> Stated problem: Copy out every line of the entries below, requests included, and add 134 to each x and y coordinate in the answer points. Leave the pictures out.

> Material provided:
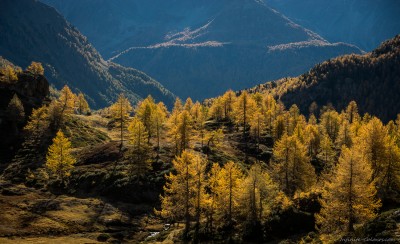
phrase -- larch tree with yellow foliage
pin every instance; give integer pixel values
(349, 197)
(15, 112)
(373, 142)
(35, 68)
(9, 74)
(160, 117)
(244, 109)
(146, 112)
(229, 181)
(81, 104)
(292, 167)
(258, 191)
(38, 122)
(326, 153)
(140, 152)
(183, 190)
(61, 108)
(59, 159)
(180, 130)
(120, 112)
(228, 100)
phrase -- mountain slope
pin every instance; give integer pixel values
(36, 32)
(365, 23)
(201, 48)
(372, 80)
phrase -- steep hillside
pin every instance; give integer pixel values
(201, 48)
(372, 80)
(36, 32)
(365, 23)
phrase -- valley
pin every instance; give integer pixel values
(199, 122)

> Result below:
phrase -- larch tree with yellow foliage
pin every instance; give integer pixel values
(483, 331)
(149, 246)
(507, 276)
(169, 202)
(143, 208)
(294, 251)
(378, 243)
(280, 246)
(363, 315)
(215, 238)
(426, 301)
(392, 325)
(172, 256)
(460, 287)
(274, 286)
(317, 324)
(195, 242)
(193, 293)
(314, 264)
(254, 246)
(362, 234)
phrase -- mountain slope
pin every instance; give integer pixel values
(170, 166)
(499, 157)
(335, 182)
(506, 214)
phrase -- steep hillside
pin every instance; give integer pixel values
(335, 182)
(506, 214)
(170, 166)
(499, 157)
phrase -- valley
pin every instance; give integer pixel values
(333, 256)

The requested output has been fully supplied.